[SHORT EXERCISE] Print each line exactly as it is given.

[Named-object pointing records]
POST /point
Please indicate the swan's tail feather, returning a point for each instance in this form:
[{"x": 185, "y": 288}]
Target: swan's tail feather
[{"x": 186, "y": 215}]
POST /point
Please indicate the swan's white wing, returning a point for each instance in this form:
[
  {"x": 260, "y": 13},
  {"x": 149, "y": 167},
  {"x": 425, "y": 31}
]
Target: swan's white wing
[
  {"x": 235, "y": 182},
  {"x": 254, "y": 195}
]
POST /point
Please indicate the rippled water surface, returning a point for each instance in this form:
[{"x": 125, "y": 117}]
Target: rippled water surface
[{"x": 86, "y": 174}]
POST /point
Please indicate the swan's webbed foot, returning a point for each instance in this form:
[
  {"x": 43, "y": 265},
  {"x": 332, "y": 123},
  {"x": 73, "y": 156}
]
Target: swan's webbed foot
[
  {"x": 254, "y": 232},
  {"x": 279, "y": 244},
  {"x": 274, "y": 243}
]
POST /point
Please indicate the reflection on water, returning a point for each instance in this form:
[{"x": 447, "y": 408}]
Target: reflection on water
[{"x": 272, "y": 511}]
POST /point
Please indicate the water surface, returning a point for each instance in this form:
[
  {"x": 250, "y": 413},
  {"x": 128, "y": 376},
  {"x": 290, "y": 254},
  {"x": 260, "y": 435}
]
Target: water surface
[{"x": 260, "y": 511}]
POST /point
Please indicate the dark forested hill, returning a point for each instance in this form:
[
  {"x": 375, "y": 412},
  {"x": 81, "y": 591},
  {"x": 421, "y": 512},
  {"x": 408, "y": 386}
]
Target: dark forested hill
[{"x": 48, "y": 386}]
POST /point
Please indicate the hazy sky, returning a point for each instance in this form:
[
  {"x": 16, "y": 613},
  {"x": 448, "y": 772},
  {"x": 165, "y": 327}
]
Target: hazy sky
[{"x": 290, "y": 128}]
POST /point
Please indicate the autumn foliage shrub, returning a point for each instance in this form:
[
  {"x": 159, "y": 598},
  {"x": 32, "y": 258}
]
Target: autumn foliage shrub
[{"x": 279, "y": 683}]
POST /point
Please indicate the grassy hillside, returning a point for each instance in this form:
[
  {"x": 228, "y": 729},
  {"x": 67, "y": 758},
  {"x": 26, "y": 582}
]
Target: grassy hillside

[ANSWER TO THIS PROBLEM]
POST /point
Please indicate the swan's tail feather, returning a point for each instance in this form:
[{"x": 185, "y": 288}]
Target: swan's tail feather
[{"x": 186, "y": 215}]
POST /point
Please indicate the swan's white wing, returning a point for each instance in this form:
[
  {"x": 260, "y": 13},
  {"x": 149, "y": 167},
  {"x": 425, "y": 31}
]
Target: swan's white wing
[
  {"x": 235, "y": 182},
  {"x": 254, "y": 195}
]
POST /point
Please indicate the rippled water surface, returning a point for each instance in this form:
[{"x": 125, "y": 117}]
Target: rippled water surface
[{"x": 86, "y": 174}]
POST /point
Please indicate the swan's webbed foot, returning a point for each instance in this form:
[
  {"x": 43, "y": 265},
  {"x": 332, "y": 123},
  {"x": 73, "y": 156}
]
Target: swan's webbed foot
[
  {"x": 254, "y": 232},
  {"x": 279, "y": 244},
  {"x": 274, "y": 243}
]
POST /point
Please indicate the reflection on water, returning a point for each instance in this form:
[{"x": 447, "y": 408}]
Target: reflection on water
[{"x": 272, "y": 511}]
POST /point
Please indicate the water surface, returning a point for each instance in this form:
[
  {"x": 250, "y": 413},
  {"x": 128, "y": 376},
  {"x": 290, "y": 254},
  {"x": 260, "y": 435}
]
Target: water surface
[{"x": 260, "y": 511}]
POST /point
Please indicate the dark forested hill, returning a point for each instance in this form:
[
  {"x": 375, "y": 412},
  {"x": 81, "y": 591},
  {"x": 421, "y": 512},
  {"x": 408, "y": 386}
]
Target: dark forested hill
[{"x": 48, "y": 386}]
POST /point
Please indicate the hazy sky, returning a point for each instance in this form:
[
  {"x": 16, "y": 613},
  {"x": 448, "y": 772},
  {"x": 165, "y": 327}
]
Target: hazy sky
[{"x": 290, "y": 128}]
POST /point
Please indicate the autumn foliage shrub, returning a point for each instance in this form:
[
  {"x": 159, "y": 598},
  {"x": 32, "y": 258}
]
Target: autumn foliage shrub
[{"x": 279, "y": 683}]
POST /point
Please indicate the grassy hillside, returning a point for each instance in this form:
[
  {"x": 228, "y": 729},
  {"x": 67, "y": 758},
  {"x": 26, "y": 582}
]
Target: grassy hillside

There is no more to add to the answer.